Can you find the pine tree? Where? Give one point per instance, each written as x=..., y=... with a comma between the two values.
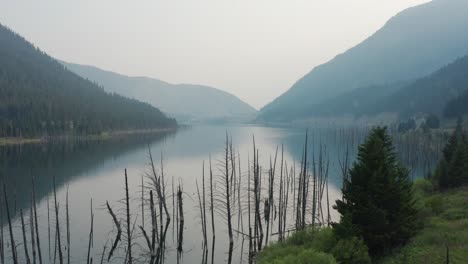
x=453, y=168
x=457, y=136
x=377, y=202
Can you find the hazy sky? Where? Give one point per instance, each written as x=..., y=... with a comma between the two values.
x=255, y=49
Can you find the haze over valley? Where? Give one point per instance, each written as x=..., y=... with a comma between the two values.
x=259, y=132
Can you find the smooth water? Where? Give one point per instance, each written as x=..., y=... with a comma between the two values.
x=95, y=170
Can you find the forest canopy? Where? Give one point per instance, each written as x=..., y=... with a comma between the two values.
x=40, y=97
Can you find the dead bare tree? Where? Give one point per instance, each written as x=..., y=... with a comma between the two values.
x=10, y=227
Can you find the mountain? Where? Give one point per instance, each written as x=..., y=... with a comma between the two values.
x=429, y=94
x=185, y=102
x=40, y=97
x=412, y=44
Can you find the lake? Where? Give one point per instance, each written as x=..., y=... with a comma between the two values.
x=95, y=170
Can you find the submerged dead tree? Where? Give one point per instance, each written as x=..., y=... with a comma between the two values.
x=10, y=227
x=127, y=207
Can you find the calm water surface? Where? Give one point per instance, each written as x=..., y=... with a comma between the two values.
x=96, y=170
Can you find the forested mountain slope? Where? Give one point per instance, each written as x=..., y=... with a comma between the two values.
x=185, y=102
x=40, y=97
x=411, y=45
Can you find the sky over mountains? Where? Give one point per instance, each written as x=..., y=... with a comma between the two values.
x=253, y=49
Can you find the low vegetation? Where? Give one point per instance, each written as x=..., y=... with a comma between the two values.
x=386, y=219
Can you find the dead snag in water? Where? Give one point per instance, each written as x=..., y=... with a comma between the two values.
x=154, y=228
x=68, y=228
x=10, y=228
x=31, y=227
x=181, y=217
x=36, y=223
x=48, y=228
x=25, y=241
x=91, y=233
x=270, y=201
x=142, y=203
x=57, y=224
x=119, y=231
x=2, y=241
x=212, y=214
x=127, y=205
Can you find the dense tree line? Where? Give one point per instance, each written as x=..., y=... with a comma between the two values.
x=452, y=170
x=377, y=204
x=40, y=97
x=457, y=106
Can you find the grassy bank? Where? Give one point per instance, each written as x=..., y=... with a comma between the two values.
x=445, y=223
x=444, y=220
x=102, y=136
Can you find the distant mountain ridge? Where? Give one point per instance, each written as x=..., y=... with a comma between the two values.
x=186, y=102
x=413, y=44
x=40, y=97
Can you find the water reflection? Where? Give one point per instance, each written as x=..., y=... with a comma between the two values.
x=96, y=170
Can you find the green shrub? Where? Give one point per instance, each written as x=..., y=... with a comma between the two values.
x=308, y=256
x=351, y=251
x=424, y=186
x=436, y=203
x=300, y=247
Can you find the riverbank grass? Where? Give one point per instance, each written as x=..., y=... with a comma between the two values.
x=445, y=224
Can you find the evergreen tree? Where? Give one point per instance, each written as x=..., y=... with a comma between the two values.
x=453, y=168
x=377, y=202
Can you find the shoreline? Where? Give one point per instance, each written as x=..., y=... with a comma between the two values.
x=10, y=141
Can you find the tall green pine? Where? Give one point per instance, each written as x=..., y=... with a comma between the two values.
x=377, y=202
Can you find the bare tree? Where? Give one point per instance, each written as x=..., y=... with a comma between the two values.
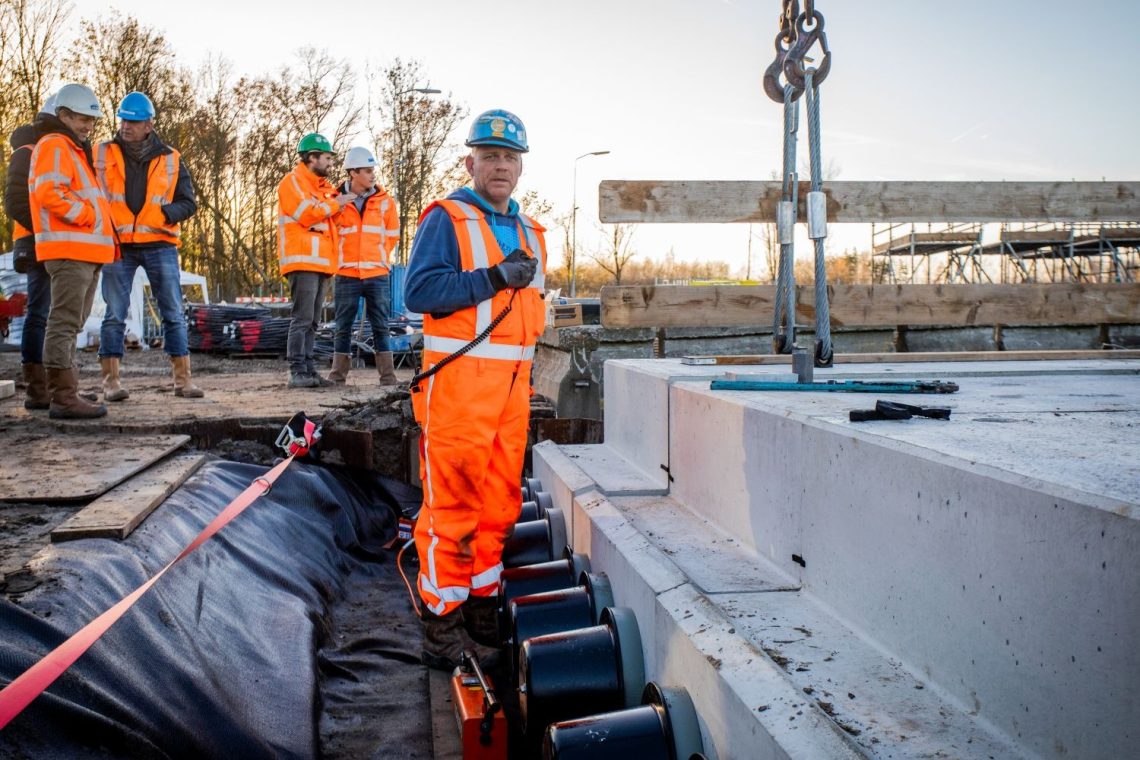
x=420, y=163
x=617, y=252
x=31, y=38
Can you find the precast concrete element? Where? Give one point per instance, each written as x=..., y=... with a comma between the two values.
x=992, y=561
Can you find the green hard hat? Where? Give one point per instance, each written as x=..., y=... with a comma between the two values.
x=314, y=141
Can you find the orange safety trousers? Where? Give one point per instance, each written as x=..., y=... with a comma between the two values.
x=473, y=415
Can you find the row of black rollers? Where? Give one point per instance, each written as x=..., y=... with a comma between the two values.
x=576, y=659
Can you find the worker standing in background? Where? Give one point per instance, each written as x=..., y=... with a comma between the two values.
x=475, y=260
x=17, y=206
x=307, y=247
x=74, y=238
x=367, y=231
x=151, y=193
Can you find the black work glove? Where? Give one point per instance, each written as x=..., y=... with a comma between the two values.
x=516, y=270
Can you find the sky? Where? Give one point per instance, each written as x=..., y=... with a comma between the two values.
x=918, y=89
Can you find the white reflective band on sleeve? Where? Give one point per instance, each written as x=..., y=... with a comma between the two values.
x=74, y=212
x=302, y=260
x=51, y=177
x=485, y=350
x=539, y=280
x=157, y=230
x=74, y=237
x=488, y=577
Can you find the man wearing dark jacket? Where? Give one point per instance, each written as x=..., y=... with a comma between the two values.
x=151, y=191
x=39, y=285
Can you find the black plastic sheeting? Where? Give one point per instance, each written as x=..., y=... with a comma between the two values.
x=287, y=635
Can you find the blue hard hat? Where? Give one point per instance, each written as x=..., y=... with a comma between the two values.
x=498, y=127
x=136, y=107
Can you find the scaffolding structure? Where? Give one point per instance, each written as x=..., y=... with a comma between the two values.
x=1084, y=252
x=939, y=253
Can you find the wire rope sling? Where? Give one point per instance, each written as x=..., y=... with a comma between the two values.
x=784, y=81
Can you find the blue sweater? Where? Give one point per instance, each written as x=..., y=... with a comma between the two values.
x=437, y=283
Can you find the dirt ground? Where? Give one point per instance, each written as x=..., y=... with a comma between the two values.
x=245, y=407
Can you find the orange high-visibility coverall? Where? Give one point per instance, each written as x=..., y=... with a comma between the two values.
x=473, y=415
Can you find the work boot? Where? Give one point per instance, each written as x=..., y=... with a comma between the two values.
x=37, y=382
x=480, y=619
x=302, y=380
x=184, y=386
x=310, y=368
x=341, y=365
x=387, y=368
x=445, y=642
x=65, y=402
x=112, y=390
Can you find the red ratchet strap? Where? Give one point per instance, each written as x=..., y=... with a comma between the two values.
x=39, y=677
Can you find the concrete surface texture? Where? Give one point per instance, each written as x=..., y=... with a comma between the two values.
x=991, y=562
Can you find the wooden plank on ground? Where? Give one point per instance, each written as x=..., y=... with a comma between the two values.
x=54, y=467
x=659, y=201
x=120, y=511
x=918, y=357
x=874, y=305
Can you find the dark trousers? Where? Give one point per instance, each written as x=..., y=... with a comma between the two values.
x=377, y=304
x=308, y=291
x=39, y=305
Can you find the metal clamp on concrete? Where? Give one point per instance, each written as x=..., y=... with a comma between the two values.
x=573, y=673
x=662, y=728
x=530, y=487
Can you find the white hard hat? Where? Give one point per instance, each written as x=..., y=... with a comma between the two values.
x=49, y=105
x=80, y=99
x=359, y=158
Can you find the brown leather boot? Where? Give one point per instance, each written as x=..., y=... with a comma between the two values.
x=387, y=368
x=37, y=382
x=112, y=390
x=184, y=386
x=481, y=621
x=63, y=384
x=342, y=364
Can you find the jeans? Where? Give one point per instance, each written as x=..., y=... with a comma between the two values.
x=308, y=291
x=377, y=303
x=72, y=294
x=161, y=268
x=35, y=320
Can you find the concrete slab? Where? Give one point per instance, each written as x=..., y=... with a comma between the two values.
x=611, y=471
x=885, y=709
x=714, y=562
x=995, y=555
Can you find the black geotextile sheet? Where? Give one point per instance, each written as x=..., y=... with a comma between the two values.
x=287, y=635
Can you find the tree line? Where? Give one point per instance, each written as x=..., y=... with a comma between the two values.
x=236, y=132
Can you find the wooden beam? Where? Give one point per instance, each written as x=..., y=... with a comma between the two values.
x=873, y=305
x=123, y=508
x=918, y=357
x=658, y=201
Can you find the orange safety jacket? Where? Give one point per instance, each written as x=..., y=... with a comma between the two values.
x=513, y=338
x=149, y=226
x=71, y=215
x=306, y=235
x=17, y=229
x=365, y=242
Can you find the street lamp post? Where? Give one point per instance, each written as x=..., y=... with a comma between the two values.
x=573, y=222
x=397, y=157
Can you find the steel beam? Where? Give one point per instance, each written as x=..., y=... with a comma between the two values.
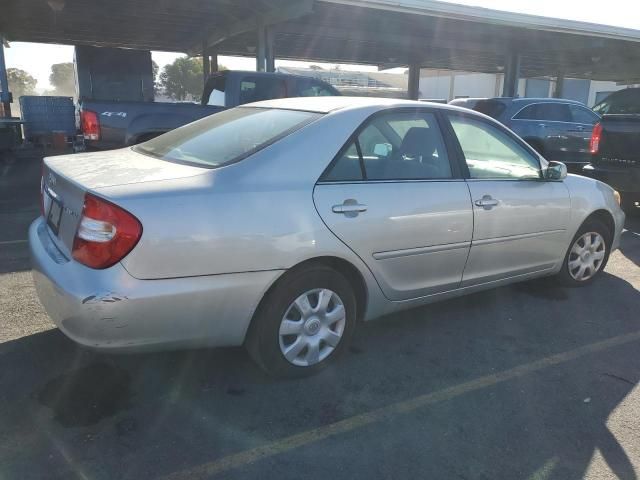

********************

Written instruction
Copy out the records again, everything from the line containing "Can you find the worker" down to the line containing "x=918, y=89", keeping every line unchanged.

Task result
Can you find the worker standing in background? Where? Give one point per instance, each written as x=..., y=... with a comma between the two values.
x=475, y=260
x=17, y=206
x=307, y=247
x=74, y=238
x=367, y=231
x=151, y=193
Can you find the black work glove? Where? Give one point per instance, each written as x=..., y=... with a comma between the two values.
x=516, y=270
Can you find the sky? Where? Give one point per instance, each written as x=..., y=... with a comma between the two values.
x=918, y=89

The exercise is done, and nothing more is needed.